University lifts SARS travel moratorium, June 27
Posted June 27, 2003; 03:54 p.m.
Following a new alert from the Centers for Disease Control and Prevention (CDC), the University has lifted its moratorium on sponsored travel to Beijing and Taiwan, as the spread of Severe Acute Respiratory Syndrome (SARS) in those areas appears to have been contained.
Given the possibility that SARS could recur, as it did recently in Toronto, or reappear this coming fall or winter, as coronaviruses are known to do, the University will continue to monitor the situation closely.
On Friday, June 27, in response to a CDC update, the University downgraded Beijing and Taiwan to its list of "alert" areas, meaning community members who must travel there should be alert to a possible increased risk of SARS and observe precautions to safeguard their health.
Also on the alert list are the remaining areas of mainland China, as well as Hong Kong and Toronto. The CDC recommends that travelers to these areas avoid visiting hospitals and health care facilities caring for SARS patients. It is also suggested that travelers follow careful hand hygiene and monitor their health while in those areas and for at least 10 days after leaving there.
University community members are encouraged to regularly visit the Princeton home page for updates.
President Shirley M. Tilghman in April approved the University's travel moratorium to areas most affected by SARS, based on advice from the CDC and WHO and in consultation with University Chief Medical Officer Daniel Silverman.
In addition to the steps listed above, the University offers the following travel-related advice:
- Any community members who are traveling to or from the alert areas should contact Dr. Peter Johnsen , the University Health Services travel medicine specialist. Dr. Johnsen can be contacted by e-mail at firstname.lastname@example.org or by calling University Health Services at (609) 258-3141.
- University community members planning to travel to or from any of the alert areas also are encouraged to continue monitoring the University's home page and Emergency Preparedness Web site for updates.
The symptoms and signs of Severe Acute Respiratory Syndrome (SARS)
The illness usually begins with a fever (measured temperature greater than 100.4 degrees Fahrenheit or 38.0 degrees Celsius). The fever is sometimes associated with chills or other symptoms, including headache, general feeling of discomfort and body aches. Some people also experience mild respiratory symptoms at the outset. After two to seven days, SARS patients may develop a dry, nonproductive cough.
Advice to travelers
The CDC has been working with the WHO since late February to investigate and confirm outbreaks of this severe form of pneumonia in various countries. The travel advice is intended to limit further international spread of SARS. The SARS situation, which is rapidly evolving, is under constant assessment by WHO in collaboration with three global networks of experts. The new advice is issued as part of a series of measures that will change as more information about SARS becomes available.

:::

STUDY QUESTIONS:
**1.** Translate this sentence from the SARS travel notice into Spanish: "University community members are encouraged to regularly visit the Princeton home page for updates."
**2.** Print the SARS travel notice from "On Friday, June" up to and including "safeguard their health.".
**3.** According to the SARS travel notice, who is the University Health Services travel medicine specialist?

Extracted records:
:::

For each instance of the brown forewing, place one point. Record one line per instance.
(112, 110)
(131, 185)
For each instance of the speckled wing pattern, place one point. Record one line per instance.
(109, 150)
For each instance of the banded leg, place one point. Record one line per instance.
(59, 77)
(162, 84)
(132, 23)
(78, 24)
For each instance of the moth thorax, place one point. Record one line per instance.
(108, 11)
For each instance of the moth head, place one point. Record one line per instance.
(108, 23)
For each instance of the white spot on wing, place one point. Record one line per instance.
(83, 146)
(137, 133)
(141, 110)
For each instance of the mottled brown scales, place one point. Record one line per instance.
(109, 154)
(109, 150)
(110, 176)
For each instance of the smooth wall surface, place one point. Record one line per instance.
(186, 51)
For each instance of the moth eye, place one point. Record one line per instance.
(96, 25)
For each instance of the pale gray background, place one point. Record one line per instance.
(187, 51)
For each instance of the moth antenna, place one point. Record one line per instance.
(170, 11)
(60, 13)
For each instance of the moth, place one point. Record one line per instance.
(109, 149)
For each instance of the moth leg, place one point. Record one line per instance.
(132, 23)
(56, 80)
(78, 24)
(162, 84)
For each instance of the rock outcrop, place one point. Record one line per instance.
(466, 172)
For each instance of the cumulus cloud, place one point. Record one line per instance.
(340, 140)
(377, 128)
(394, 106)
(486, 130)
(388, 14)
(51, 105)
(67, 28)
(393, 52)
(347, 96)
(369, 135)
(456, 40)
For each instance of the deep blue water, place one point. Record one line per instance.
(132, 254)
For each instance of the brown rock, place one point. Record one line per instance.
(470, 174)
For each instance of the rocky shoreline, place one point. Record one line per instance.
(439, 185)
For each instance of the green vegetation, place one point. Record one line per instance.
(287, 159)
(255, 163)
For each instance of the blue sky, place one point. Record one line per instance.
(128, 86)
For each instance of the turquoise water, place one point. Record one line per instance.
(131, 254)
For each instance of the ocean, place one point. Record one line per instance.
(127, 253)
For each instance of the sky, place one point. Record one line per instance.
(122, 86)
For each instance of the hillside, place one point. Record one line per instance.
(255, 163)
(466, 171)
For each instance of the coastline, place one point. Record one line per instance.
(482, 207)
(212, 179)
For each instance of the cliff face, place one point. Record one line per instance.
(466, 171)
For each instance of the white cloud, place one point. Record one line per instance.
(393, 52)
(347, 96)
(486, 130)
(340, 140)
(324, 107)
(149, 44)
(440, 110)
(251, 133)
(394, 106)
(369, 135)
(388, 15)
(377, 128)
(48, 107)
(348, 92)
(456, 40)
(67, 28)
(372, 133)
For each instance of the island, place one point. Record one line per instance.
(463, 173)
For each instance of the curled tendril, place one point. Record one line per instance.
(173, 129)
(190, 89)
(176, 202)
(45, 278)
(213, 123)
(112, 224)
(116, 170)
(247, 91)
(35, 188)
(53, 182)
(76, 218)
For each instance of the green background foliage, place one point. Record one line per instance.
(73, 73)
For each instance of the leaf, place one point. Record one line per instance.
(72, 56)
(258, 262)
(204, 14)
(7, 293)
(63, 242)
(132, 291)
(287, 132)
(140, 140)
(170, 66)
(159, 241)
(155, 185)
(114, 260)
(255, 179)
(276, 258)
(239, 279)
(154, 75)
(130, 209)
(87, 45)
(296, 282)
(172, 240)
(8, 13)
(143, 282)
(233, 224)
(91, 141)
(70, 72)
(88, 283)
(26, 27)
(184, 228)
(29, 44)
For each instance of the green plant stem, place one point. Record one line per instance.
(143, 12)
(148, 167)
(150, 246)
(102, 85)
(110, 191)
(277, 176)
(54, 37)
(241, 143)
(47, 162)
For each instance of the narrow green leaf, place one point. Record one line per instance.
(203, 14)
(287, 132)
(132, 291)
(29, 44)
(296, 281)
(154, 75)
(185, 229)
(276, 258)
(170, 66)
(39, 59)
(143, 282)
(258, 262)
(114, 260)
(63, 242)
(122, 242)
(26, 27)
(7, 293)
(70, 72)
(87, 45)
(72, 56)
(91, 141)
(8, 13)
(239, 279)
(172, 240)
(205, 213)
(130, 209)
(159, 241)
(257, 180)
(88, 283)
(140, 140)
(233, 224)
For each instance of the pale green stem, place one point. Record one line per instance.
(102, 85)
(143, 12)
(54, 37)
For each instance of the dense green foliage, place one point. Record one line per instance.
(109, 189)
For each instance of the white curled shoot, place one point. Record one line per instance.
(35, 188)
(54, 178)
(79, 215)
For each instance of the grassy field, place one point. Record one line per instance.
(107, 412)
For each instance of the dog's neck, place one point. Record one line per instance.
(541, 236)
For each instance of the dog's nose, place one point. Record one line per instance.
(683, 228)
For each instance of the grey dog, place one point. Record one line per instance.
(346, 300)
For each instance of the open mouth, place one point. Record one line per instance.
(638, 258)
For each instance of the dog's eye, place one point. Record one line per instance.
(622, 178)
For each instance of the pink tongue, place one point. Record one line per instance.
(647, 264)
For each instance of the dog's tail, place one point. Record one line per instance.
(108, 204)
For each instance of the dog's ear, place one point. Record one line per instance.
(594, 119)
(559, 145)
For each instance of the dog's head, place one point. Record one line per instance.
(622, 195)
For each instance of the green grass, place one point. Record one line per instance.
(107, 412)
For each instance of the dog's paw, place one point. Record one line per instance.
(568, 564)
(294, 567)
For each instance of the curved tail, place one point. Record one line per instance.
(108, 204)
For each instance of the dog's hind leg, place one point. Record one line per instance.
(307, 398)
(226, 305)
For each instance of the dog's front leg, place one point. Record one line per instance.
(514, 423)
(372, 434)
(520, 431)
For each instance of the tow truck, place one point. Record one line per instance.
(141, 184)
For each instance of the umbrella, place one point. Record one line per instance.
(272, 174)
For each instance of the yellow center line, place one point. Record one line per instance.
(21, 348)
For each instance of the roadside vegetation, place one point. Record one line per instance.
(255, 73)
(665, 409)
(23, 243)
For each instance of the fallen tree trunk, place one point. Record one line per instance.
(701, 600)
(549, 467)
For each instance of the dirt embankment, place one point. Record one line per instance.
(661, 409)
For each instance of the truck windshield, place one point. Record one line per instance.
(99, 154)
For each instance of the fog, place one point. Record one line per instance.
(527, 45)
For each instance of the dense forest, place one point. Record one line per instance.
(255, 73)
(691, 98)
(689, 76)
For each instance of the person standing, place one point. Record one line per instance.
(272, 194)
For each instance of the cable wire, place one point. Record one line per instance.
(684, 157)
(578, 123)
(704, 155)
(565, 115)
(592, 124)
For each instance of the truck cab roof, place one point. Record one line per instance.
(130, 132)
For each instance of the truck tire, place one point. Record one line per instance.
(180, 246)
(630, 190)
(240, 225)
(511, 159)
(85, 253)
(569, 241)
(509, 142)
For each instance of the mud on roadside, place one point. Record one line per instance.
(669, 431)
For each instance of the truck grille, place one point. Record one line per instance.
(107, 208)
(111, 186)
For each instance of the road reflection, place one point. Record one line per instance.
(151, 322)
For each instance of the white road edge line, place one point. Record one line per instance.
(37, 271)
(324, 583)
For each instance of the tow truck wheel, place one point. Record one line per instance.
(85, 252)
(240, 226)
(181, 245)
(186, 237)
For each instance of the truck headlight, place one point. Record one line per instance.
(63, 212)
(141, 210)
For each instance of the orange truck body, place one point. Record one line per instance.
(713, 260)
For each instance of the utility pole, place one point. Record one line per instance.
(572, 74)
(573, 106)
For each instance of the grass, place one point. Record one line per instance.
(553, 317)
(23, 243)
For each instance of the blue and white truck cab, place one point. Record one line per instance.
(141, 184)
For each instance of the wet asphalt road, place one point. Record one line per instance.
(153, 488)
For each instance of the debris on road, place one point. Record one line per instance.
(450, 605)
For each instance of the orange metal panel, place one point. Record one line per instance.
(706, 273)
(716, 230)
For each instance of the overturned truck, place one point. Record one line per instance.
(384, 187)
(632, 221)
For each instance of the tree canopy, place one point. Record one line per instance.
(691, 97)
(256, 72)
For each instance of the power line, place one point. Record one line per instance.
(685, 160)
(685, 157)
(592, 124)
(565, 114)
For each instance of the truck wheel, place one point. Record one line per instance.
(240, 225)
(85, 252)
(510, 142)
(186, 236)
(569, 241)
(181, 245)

:::

RESPONSE LIST:
**1.** Se anima a los miembros de la comunidad universitaria a visitar con regularidad la página de inicio de Princeton para obtener actualizaciones.

**2.**
On Friday, June 27, in response to a CDC update, the University downgraded Beijing and Taiwan to its list of "alert" areas, meaning community members who must travel there should be alert to a possible increased risk of SARS and observe precautions to safeguard their health.

**3.** Dr. Peter Johnsen